Retype the records below from their first line through the line containing "of the tree", and include nothing else.

____ Data extract

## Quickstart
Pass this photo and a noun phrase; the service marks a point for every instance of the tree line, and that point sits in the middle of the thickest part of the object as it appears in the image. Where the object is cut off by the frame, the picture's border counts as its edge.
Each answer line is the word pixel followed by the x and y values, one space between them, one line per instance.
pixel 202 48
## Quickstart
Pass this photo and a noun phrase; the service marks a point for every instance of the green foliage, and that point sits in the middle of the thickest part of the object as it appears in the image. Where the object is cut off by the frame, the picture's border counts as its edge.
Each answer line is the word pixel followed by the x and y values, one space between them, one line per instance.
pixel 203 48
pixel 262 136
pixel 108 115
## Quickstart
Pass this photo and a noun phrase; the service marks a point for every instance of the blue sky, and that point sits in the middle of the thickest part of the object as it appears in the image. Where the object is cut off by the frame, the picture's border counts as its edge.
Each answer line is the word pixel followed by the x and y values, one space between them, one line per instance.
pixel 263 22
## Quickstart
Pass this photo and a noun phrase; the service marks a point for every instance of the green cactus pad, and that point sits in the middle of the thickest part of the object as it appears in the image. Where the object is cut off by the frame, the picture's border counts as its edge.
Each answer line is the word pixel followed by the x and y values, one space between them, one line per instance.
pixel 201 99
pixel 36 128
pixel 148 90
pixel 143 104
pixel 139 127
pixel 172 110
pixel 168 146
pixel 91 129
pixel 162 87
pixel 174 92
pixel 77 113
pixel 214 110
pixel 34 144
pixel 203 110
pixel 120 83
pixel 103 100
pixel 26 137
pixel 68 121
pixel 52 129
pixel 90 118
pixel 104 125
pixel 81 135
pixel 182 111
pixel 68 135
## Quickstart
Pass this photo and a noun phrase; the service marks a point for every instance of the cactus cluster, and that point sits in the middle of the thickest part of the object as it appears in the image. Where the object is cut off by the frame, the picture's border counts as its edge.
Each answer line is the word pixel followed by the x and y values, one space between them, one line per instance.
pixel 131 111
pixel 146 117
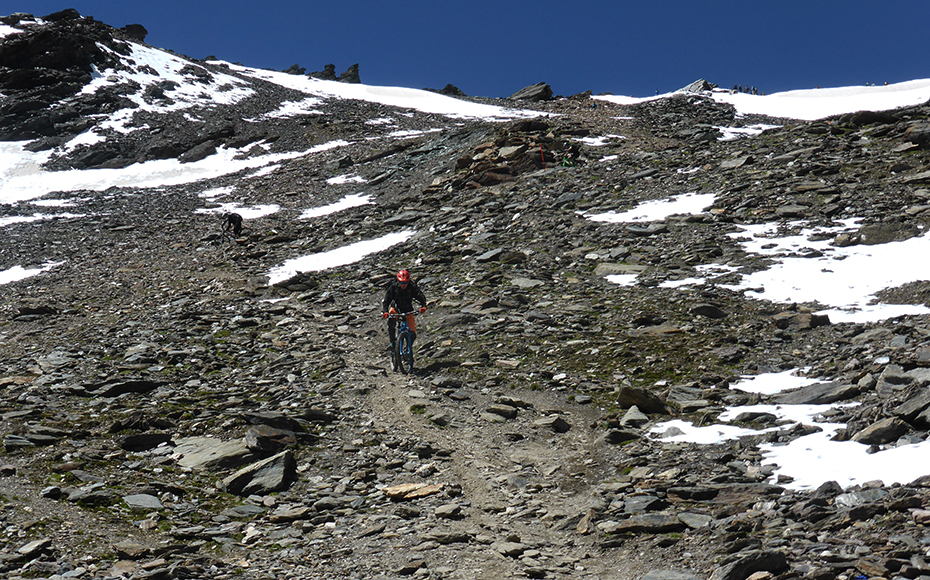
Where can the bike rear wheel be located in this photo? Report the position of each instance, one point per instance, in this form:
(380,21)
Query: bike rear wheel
(405,353)
(395,358)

________

## Task solution
## Quickstart
Pass this photo and a noun phrase; the service marks a point for every instance of the tree line, and that point sits in the middle of the thickest part of the object as it appears in the image. Where the object is cut off by the frame, the picture's border counts as its edge.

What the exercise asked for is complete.